Extract provided —
──────────────────────────────

For a transplant outcomes study:

"ChatGPT (GPT-4, OpenAI) was used to improve the readability of the Results and Discussion sections. No patient-level data from the transplant registry was processed through any external AI tool. Statistical analyses were performed using SAS 9.4 (SAS Institute) and R (v4.3.2) by the study biostatisticians. The authors take full responsibility for the published content."

Each disclosure follows the same pattern: name the tool, describe the scope, state what wasn't AI-assisted, and assert responsibility. For clinical papers, the explicit disclaimer about clinical interpretation is what reviewers and editors look for.

Two common mistakes to avoid. First, don't bury the disclosure in the Acknowledgements, Hepatology specifically wants it in Methods, even though Wolters Kluwer's general policy allows either location. Second, don't write a vague statement like "AI tools were used to assist with manuscript preparation." Name the tool, name the version, and describe exactly which sections it touched.

──────────────────────────────

Work instruction A —
Summarize the disclosure guidance in two sentences.
Work instruction B —
Repeat the passage of the disclosure guidance between "Two common mistakes" and "sections it touched.", inclusive, swapping "Methods" for "the Methods section".
The listing comes from a separate source.

Stored data:
──────────────────────────────

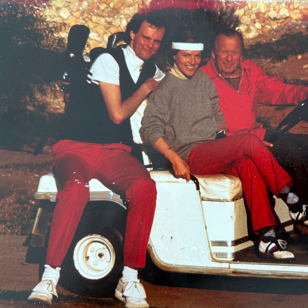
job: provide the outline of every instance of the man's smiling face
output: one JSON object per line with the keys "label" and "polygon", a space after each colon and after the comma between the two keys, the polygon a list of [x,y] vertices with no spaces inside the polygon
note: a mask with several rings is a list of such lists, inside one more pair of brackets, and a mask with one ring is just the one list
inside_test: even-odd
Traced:
{"label": "man's smiling face", "polygon": [[145,61],[156,53],[164,34],[164,28],[157,28],[145,20],[136,33],[131,31],[129,46],[138,57]]}
{"label": "man's smiling face", "polygon": [[221,34],[215,42],[212,58],[223,72],[231,74],[237,69],[242,56],[242,42],[237,35],[231,37]]}

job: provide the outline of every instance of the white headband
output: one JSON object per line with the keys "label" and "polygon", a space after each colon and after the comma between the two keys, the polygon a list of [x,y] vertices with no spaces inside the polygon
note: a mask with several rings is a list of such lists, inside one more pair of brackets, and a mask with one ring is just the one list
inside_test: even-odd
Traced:
{"label": "white headband", "polygon": [[202,43],[172,43],[172,49],[178,50],[203,50],[204,45]]}

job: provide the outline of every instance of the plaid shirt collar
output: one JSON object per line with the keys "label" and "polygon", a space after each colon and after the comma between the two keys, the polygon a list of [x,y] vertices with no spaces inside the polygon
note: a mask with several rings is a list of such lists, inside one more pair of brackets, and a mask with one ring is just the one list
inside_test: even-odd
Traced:
{"label": "plaid shirt collar", "polygon": [[237,91],[238,91],[243,72],[240,64],[239,64],[238,66],[234,72],[230,74],[226,74],[222,72],[218,68],[216,63],[214,63],[214,65],[215,68],[217,70],[219,75],[222,76],[231,87]]}

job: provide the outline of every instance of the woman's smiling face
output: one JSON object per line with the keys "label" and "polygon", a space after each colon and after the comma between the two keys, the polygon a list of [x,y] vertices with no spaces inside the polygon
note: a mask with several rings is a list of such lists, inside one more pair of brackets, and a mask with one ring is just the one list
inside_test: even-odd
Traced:
{"label": "woman's smiling face", "polygon": [[201,62],[201,52],[200,51],[179,50],[173,56],[179,69],[186,76],[192,76]]}

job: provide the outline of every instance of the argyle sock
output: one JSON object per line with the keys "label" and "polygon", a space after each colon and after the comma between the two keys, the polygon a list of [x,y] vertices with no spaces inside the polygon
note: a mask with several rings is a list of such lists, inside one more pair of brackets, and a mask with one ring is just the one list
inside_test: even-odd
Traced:
{"label": "argyle sock", "polygon": [[122,281],[128,282],[129,281],[138,281],[137,275],[138,271],[131,267],[124,266],[122,272]]}
{"label": "argyle sock", "polygon": [[286,185],[280,191],[279,197],[286,203],[289,209],[293,213],[297,213],[302,211],[304,204]]}
{"label": "argyle sock", "polygon": [[45,264],[44,266],[45,269],[42,276],[42,280],[51,280],[55,286],[58,283],[60,278],[60,271],[61,269],[60,267],[53,268],[49,265]]}
{"label": "argyle sock", "polygon": [[264,243],[268,243],[276,238],[274,227],[272,226],[262,228],[258,230],[258,232],[260,235],[261,240]]}

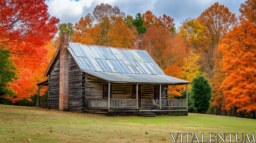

──────────────────────────────

Written solution A —
A sample disclosure for a transplant outcomes study states that ChatGPT (GPT-4, OpenAI) improved the readability of the Results and Discussion sections, that no patient-level registry data went through any external AI tool, that biostatisticians ran the analyses in SAS 9.4 and R, and that the authors take full responsibility. Each disclosure names the tool, describes the scope, states what was not AI-assisted, and asserts responsibility, and authors should neither bury it in the Acknowledgements (Hepatology wants it in Methods) nor write a vague statement.

Written solution B —
Two common mistakes to avoid. First, don't bury the disclosure in the Acknowledgements, Hepatology specifically wants it in the Methods section, even though Wolters Kluwer's general policy allows either location. Second, don't write a vague statement like "AI tools were used to assist with manuscript preparation." Name the tool, name the version, and describe exactly which sections it touched.